Вот только когда она вспомнила о сыне! Неужели не ясно, что сын не представлял такой уже неодолимой преграды для их соединения?

 

* * *

 

Во время этого же свидания Анна говорит:

«Для меня одно и одно – это твоя любовь. Если она моя, то я чувствую себя так высоко, так твердо, что ничто не может быть для меня унизительным. Я горда своим положением, потому что… горда тем… горда… – Она не договорила, чем она была горда. Слезы стыда и отчаяния задушили ее голос».

О, если бы Анна действительно была горда!.. Будь она горда, уважай она свою любовь, – и она чувствовала бы себя «высоко и твердо», и понимала бы, что нельзя эту любовь волочить по грязи. Нет, она не горда. А гордости понадобится еще много, очень много.

Анна продолжает жить с мужем. Видается с Вронским вне дома, и муж знает про это. И Анна ждет, придет «что‑ то», от чего все изменится. Вронский, невольно подчиняясь ей, тоже ожидает «чего‑ то не зависимого от него, долженствующего разъяснить все затруднения». С негодованием Анна говорит Вронскому о муже:

«Это не человек, это министерская машина. Он не понимает, что я твоя жена, что он чужой, что он лишний…»

Но как же сама‑ то Анна не понимает, что она не жена Каренина? Как не понимает своей обязанности не ждать, а действовать?

Каренин говорит ей: «Вы называете жестокостью то, что муж предоставляет жене свободу, давши ей честный кров имени только под условием соблюдения приличий. Это жестокость?

– Это хуже жестокости, это подлость, если вы уже хотите знать! – со взрывом злобы вскрикнула Анна.

– Нет! – закричал он. – Подлость? Если вы хотите употребить это слово, то подлость – бросить мужа, сына для любовника и есть хлеб мужа!

Она нагнула голову. Она чувствовала всю справедливость его слов».

И все‑ таки остается жить у него! Живет, сама себя презирая, перенося скотские оскорбления от потерявшей регулятор министерской машины. И все менее способной становится она нести свою любовь «достойно», все больше грязнится и отрепывается любовь. Что‑ то в Анне меняется. Широко и цельно полюбившая женщина вянет, ссыхается. «Анна была совсем не та, какою Вронский видел ее первое время. И нравственно, и физически она изменилась к худшему. Она вся расширела, и в лице ее, в то время как она говорила об актрисе, было злое, искажавшее ее выражение. Он смотрел на нее, как смотрит человек на сорванный им и завядший цветок, в котором он с трудом узнает красоту, за которую он сорвал и погубил его».
*-*-*
• _Задание 1_
Как Анна называет мужа, когда с негодованием говорит о нем Вронскому, согласно исходному фрагменту?

• _Исходные данные_
*-*-*
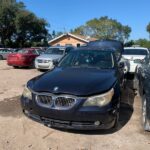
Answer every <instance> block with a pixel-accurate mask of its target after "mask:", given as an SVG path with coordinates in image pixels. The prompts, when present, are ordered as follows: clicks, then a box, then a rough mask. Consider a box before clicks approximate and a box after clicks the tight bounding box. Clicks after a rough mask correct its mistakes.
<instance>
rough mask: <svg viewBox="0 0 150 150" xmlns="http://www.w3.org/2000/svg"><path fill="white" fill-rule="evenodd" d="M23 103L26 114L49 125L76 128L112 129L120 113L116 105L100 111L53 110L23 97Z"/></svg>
mask: <svg viewBox="0 0 150 150" xmlns="http://www.w3.org/2000/svg"><path fill="white" fill-rule="evenodd" d="M21 104H22V109H23V112H24V114H25V115H26V116H28V117H29V118H31V119H33V120H35V121H38V122H40V123H42V124H45V125H47V126H49V127H56V128H65V129H75V130H96V129H110V128H112V127H113V126H114V124H115V121H116V117H117V113H118V109H117V108H116V107H112V108H110V107H109V108H105V109H103V110H100V111H98V110H94V109H92V108H88V109H84V110H83V109H78V110H76V111H71V110H67V111H66V110H65V111H63V110H51V109H46V108H40V107H37V106H35V104H34V101H31V100H25V99H23V98H21Z"/></svg>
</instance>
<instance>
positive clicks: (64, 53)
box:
*-*-*
• _Задание 2_
Оформи строки записей от самого начала до строки с "rough mask: <svg" включительно как таблицу Markdown со столбцами «№» и «Строка», пропустив пустые строки. Изображения в ответ не включай.

• _Ответ на задание 1_
Она называет его министерской машиной: «Это не человек, это министерская машина».

• _Ответ на задание 2_
| № | Строка |
|---|---|
| 1 | Answer every <instance> block with a pixel-accurate mask of its target after "mask:", given as an SVG path with coordinates in image pixels. The prompts, when present, are ordered as follows: clicks, then a box, then a rough mask. Consider a box before clicks approximate and a box after clicks the tight bounding box. Clicks after a rough mask correct its mistakes. |
| 2 | <instance> |
| 3 | rough mask: <svg viewBox="0 0 150 150" xmlns="http://www.w3.org/2000/svg"><path fill="white" fill-rule="evenodd" d="M23 103L26 114L49 125L76 128L112 129L120 113L116 105L100 111L53 110L23 97Z"/></svg> |